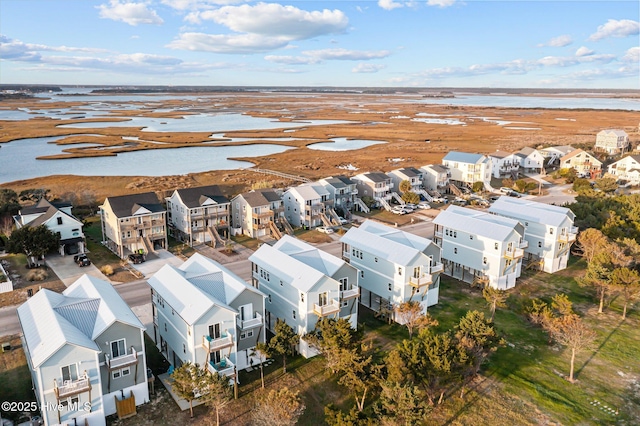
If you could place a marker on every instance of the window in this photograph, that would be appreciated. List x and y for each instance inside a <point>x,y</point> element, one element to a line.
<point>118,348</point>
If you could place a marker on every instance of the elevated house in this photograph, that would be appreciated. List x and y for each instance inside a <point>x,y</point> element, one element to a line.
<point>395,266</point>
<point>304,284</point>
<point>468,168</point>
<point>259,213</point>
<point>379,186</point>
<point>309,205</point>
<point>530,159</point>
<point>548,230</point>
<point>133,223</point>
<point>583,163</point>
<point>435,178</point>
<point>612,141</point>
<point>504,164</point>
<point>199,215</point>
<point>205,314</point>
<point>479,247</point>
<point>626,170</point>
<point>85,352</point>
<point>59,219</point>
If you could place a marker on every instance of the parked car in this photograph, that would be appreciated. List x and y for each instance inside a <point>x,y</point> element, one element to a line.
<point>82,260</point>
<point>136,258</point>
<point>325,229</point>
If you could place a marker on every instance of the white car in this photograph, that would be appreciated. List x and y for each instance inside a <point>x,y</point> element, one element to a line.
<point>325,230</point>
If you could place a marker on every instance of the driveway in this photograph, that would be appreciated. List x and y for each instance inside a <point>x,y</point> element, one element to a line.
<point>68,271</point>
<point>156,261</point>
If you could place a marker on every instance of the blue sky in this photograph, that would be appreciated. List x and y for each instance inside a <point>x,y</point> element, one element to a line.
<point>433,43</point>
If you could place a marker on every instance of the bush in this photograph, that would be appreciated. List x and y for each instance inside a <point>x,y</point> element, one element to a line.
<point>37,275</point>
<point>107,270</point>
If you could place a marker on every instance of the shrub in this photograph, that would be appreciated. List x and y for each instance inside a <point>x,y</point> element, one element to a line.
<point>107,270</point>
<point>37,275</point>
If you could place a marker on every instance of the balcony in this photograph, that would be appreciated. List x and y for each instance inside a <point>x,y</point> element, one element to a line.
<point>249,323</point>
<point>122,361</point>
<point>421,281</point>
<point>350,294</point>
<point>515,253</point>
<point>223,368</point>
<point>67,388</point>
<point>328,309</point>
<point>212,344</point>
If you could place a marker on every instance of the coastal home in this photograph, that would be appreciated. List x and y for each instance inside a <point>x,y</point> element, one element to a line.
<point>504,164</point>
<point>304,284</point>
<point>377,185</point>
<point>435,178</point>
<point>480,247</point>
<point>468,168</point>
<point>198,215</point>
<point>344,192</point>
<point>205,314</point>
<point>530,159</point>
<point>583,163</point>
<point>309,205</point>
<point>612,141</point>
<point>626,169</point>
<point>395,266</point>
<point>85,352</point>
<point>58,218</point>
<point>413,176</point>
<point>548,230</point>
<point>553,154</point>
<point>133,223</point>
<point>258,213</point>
···
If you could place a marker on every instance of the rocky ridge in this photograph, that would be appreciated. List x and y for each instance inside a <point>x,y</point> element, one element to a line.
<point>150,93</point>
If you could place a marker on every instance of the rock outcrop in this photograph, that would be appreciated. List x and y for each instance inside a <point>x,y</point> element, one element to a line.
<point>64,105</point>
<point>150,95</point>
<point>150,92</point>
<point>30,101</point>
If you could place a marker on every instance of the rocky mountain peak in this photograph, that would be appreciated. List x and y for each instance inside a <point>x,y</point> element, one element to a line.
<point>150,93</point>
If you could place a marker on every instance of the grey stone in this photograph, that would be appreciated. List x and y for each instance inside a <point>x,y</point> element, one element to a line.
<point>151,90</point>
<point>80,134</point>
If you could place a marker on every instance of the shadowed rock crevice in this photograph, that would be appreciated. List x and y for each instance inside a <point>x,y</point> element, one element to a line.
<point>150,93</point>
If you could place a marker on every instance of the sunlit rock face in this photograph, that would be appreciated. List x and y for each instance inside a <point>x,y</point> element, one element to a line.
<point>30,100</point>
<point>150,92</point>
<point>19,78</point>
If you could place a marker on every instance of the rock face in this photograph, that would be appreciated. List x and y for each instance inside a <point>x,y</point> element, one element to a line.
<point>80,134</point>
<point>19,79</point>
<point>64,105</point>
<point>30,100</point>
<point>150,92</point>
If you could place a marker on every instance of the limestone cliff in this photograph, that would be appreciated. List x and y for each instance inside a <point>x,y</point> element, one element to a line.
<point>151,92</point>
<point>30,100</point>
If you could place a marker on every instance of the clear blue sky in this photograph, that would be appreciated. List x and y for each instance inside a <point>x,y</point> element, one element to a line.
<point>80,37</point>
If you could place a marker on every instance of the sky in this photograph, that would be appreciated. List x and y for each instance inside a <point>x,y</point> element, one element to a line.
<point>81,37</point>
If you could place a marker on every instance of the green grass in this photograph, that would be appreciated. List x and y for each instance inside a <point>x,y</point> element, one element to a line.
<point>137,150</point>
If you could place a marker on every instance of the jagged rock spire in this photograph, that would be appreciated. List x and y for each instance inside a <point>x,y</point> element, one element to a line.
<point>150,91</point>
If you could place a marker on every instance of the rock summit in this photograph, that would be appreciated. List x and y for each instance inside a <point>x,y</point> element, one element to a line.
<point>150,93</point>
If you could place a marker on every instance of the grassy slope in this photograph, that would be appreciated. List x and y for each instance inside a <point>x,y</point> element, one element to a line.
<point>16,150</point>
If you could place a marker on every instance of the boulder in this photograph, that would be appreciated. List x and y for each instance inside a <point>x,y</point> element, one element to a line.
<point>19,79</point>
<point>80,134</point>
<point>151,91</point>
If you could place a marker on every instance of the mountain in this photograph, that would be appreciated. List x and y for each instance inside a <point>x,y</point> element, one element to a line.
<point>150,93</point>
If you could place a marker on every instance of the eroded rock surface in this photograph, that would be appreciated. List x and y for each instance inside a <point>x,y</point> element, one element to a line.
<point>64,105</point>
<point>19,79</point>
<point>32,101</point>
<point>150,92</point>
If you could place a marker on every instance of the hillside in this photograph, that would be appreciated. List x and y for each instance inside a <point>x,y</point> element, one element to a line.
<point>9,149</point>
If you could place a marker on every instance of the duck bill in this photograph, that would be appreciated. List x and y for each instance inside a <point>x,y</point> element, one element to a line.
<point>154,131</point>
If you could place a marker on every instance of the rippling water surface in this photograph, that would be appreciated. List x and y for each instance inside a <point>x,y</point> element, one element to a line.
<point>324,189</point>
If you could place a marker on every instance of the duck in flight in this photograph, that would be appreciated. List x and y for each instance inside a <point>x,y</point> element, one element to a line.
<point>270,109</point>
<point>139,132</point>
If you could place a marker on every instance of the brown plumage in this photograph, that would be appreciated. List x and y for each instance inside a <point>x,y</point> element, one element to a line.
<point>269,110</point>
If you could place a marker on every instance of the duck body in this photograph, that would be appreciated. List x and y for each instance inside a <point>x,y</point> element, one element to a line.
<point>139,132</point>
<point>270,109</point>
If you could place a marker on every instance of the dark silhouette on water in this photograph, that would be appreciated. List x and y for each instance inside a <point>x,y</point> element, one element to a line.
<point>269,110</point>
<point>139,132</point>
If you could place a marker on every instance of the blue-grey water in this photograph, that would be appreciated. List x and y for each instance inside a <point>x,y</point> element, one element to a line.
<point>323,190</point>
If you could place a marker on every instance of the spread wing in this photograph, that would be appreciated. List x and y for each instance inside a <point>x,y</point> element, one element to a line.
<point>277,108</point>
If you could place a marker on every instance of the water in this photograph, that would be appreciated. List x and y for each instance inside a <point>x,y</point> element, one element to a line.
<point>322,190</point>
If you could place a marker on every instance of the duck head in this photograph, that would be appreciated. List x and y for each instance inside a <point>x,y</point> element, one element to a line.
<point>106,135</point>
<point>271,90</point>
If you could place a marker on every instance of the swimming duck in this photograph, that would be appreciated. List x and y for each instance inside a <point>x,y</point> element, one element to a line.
···
Above are the records; print exactly the lines from the line with "the duck head" to the line with "of the swimming", including both, and nothing else.

◆ **WRITTEN REPLY**
If you could place a marker on every instance of the duck head in this photograph, that would be appreciated. List x and y for each instance inside a <point>x,y</point> element, one element to a line.
<point>106,135</point>
<point>271,90</point>
If you could place a marker on every instance of the swimming duck in this photograph, that would be appreciated. List x and y for each instance inside a <point>x,y</point> element, one element to a line.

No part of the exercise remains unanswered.